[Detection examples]
-----
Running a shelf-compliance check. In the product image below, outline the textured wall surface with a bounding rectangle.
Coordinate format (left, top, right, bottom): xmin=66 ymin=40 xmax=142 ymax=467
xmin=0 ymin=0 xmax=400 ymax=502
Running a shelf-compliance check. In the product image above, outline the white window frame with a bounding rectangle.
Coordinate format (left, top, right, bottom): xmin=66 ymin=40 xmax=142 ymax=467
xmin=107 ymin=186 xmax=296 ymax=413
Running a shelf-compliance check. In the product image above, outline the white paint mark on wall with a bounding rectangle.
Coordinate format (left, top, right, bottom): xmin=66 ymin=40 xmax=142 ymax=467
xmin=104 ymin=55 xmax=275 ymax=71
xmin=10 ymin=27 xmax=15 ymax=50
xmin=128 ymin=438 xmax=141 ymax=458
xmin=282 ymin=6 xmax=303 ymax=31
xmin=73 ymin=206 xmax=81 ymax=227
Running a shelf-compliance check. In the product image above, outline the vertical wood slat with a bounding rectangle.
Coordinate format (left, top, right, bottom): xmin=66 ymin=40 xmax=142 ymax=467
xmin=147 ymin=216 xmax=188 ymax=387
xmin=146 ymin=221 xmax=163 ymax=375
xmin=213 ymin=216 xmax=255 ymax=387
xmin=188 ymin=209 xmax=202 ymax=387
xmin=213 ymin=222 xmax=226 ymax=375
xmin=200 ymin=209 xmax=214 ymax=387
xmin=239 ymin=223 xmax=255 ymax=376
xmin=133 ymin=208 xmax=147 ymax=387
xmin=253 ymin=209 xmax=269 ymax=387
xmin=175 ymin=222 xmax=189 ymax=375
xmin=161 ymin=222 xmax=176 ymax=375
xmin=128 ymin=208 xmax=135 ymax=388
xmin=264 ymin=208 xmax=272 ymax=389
-----
Copy the lines from the one that has "slat with a bounding rectangle." through the one that has "xmin=188 ymin=209 xmax=202 ymax=387", request lines included. Shift every coordinate in the answer boxes by -113, and leave the request lines unchanged.

Running a shelf-compliance check. In the product image above, outline the vertical wood slat with a bounding rectangle.
Coordinate format (left, top, right, bottom): xmin=66 ymin=40 xmax=142 ymax=467
xmin=34 ymin=103 xmax=75 ymax=274
xmin=33 ymin=108 xmax=50 ymax=262
xmin=100 ymin=103 xmax=142 ymax=274
xmin=75 ymin=96 xmax=89 ymax=274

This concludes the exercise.